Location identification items

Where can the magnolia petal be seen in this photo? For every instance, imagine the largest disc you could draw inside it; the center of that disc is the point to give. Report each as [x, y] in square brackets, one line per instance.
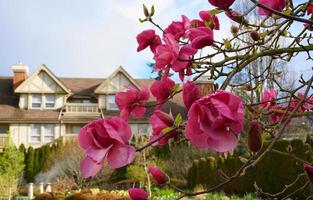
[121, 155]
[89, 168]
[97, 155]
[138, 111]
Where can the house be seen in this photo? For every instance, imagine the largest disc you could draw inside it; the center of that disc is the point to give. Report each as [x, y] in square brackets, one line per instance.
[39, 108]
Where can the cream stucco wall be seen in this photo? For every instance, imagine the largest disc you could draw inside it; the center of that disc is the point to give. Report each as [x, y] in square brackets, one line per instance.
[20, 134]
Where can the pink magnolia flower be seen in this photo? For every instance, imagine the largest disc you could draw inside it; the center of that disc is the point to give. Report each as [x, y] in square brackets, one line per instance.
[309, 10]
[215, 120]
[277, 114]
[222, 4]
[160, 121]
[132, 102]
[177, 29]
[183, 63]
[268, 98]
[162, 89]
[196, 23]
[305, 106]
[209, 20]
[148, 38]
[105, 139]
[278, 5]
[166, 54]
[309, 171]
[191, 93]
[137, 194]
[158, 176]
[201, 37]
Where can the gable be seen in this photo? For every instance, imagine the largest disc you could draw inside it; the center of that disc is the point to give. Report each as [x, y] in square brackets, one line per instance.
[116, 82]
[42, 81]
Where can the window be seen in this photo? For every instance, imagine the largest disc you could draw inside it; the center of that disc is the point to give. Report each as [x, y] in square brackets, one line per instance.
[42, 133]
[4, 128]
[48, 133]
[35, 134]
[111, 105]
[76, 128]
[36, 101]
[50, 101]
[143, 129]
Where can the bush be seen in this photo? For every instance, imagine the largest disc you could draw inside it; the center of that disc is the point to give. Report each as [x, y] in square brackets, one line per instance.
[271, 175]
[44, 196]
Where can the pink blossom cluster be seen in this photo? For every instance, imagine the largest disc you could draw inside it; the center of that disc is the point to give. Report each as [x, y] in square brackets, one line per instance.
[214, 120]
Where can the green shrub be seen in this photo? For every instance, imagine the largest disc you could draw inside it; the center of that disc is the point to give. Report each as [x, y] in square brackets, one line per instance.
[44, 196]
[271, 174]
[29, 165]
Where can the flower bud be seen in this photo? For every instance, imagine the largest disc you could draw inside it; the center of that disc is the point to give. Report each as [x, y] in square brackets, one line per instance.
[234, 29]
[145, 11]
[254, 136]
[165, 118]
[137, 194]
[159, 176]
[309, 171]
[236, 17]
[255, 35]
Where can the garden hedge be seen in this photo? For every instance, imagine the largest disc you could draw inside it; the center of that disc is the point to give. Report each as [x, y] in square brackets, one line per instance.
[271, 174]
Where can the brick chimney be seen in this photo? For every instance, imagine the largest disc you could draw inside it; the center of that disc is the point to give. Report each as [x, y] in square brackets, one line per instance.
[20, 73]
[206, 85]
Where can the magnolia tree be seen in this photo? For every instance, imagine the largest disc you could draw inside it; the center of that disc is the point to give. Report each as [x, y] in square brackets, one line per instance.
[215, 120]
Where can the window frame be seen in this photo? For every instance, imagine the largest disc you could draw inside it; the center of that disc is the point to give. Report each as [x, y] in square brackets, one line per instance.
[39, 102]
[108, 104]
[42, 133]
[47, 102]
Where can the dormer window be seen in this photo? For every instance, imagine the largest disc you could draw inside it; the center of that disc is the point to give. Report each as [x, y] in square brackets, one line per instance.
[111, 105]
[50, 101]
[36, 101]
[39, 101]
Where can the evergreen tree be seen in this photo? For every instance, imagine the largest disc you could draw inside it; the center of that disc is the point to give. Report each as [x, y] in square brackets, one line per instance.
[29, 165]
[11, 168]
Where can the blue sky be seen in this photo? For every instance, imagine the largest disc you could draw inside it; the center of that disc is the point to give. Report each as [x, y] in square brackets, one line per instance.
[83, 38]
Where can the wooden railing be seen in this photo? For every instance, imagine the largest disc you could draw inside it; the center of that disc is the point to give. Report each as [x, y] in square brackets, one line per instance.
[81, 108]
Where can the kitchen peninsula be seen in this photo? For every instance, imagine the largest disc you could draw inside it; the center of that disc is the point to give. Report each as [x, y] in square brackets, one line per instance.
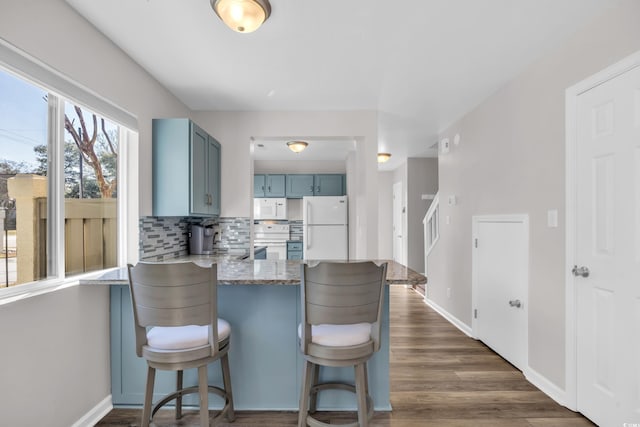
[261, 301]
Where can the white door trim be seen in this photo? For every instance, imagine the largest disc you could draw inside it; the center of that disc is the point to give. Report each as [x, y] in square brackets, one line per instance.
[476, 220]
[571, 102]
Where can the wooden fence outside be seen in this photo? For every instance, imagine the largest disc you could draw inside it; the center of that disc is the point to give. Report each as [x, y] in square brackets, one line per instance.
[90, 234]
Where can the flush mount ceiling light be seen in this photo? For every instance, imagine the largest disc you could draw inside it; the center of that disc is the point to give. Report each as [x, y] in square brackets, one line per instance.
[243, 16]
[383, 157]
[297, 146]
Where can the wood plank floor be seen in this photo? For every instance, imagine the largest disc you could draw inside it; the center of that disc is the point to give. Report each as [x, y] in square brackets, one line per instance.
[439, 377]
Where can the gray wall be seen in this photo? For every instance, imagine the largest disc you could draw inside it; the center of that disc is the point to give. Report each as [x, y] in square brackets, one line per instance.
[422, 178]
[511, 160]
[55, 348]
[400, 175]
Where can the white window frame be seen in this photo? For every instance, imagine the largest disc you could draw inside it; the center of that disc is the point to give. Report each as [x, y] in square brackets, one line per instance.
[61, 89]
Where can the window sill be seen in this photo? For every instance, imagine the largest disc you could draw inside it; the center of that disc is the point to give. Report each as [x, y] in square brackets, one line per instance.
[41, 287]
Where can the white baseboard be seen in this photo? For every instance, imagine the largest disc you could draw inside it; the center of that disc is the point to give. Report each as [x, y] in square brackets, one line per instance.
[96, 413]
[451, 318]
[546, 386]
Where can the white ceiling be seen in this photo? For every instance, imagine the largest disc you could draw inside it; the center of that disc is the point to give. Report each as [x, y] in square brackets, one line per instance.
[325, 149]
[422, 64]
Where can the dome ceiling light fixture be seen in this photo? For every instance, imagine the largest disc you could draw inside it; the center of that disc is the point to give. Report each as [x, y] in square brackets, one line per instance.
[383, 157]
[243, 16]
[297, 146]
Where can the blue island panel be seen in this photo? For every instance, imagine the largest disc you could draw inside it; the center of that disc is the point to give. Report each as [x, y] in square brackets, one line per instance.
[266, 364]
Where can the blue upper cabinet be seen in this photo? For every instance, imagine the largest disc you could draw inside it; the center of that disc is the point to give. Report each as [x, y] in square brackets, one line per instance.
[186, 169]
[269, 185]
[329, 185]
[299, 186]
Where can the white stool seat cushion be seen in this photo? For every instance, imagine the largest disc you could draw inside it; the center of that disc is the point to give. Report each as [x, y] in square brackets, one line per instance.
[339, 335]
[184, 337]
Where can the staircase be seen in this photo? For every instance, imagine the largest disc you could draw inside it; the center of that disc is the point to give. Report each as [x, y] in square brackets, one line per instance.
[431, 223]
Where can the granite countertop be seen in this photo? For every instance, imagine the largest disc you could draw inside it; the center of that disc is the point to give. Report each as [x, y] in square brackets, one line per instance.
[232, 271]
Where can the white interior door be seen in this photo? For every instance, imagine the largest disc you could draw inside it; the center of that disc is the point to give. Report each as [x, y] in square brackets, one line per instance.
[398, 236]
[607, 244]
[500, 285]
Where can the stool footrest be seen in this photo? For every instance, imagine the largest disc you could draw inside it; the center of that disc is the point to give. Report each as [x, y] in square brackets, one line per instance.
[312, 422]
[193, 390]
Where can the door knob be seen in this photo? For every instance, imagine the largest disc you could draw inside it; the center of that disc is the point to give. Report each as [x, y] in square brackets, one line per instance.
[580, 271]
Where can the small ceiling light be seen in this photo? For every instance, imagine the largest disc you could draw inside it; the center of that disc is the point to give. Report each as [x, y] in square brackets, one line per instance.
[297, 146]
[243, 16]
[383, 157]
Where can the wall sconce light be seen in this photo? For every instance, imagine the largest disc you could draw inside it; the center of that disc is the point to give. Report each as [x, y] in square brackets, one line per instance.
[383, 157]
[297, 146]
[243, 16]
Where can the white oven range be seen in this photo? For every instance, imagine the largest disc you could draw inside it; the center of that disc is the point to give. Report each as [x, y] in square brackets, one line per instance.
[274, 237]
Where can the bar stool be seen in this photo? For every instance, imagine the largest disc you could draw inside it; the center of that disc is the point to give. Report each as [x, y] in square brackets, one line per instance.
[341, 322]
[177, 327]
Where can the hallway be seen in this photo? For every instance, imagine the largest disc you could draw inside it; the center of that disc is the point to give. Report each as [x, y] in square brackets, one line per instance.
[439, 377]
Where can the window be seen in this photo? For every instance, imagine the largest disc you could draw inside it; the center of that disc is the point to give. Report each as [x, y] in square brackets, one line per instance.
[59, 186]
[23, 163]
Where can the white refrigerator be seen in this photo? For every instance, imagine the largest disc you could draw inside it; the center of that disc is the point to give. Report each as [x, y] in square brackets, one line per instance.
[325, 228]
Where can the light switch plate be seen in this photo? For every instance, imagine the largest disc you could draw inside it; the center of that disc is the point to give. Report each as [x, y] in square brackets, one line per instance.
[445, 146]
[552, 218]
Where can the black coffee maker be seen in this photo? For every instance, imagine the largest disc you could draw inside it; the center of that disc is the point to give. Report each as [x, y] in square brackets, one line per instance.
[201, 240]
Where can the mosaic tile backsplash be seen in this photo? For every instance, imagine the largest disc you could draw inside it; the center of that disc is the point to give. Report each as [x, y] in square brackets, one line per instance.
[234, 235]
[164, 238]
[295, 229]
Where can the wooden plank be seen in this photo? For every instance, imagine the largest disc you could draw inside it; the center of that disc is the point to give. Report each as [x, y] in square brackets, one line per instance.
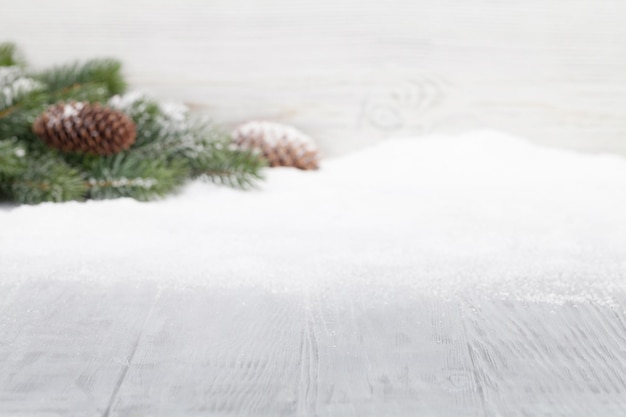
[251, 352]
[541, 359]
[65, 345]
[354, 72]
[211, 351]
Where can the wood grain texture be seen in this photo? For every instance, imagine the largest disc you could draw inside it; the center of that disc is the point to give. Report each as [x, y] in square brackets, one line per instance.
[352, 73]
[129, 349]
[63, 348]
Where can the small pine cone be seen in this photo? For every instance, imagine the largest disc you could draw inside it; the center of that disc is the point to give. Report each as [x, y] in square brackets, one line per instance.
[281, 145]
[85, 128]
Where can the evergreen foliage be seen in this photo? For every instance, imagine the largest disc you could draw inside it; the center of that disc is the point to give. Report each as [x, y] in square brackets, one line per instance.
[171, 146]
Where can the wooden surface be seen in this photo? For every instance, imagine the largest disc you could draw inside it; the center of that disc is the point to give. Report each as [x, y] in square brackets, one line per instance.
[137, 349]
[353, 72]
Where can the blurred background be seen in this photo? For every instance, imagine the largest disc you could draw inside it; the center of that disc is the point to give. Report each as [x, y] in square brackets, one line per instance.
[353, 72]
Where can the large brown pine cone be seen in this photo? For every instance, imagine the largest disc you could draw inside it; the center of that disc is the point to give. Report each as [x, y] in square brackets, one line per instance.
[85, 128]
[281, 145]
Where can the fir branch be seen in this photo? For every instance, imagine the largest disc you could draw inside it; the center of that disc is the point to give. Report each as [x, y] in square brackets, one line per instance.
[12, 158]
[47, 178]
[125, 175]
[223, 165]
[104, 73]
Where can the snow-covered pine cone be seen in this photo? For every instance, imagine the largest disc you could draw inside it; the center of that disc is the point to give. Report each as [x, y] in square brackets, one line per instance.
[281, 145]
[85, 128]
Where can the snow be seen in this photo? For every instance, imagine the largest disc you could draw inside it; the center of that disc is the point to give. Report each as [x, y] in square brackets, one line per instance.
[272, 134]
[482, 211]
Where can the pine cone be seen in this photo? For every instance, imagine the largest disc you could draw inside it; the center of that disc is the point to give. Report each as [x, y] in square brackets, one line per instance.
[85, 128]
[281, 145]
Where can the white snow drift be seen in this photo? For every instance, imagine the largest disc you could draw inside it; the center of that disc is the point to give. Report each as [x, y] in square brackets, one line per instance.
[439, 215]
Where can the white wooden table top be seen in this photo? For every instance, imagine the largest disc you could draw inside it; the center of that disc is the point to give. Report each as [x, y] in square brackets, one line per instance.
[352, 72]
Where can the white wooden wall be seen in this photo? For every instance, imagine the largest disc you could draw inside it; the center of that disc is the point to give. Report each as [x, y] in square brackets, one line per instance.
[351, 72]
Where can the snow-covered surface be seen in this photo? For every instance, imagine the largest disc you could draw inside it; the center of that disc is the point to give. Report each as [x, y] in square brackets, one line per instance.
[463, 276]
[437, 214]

- WRITTEN TASK
Copy exactly, and only, the lines from the one containing "Where can the white wooden table" through the last line of the listing.

- THE COMPLETED TASK
Where can the white wooden table top be seen in this photo? For every instance, imagine the largest disc you could draw inside it; the center of that disc is the point to give. Report each as [x, y] in square brackets, one line per instance.
[352, 72]
Where can the white wooden wall be seen in this photo? For every instance, imagine the largest disc you could draw inside it; the center of that disc is the point to give. Report each as [x, y] in square brackets, one line per instance.
[351, 72]
Where can the snow-covered surface be seen in this photo? For every instance, imagine the largest disc you could draw inside it; the center of that disc is the point to give. Report each as [x, y] in square brackets, one line per instance.
[463, 276]
[437, 214]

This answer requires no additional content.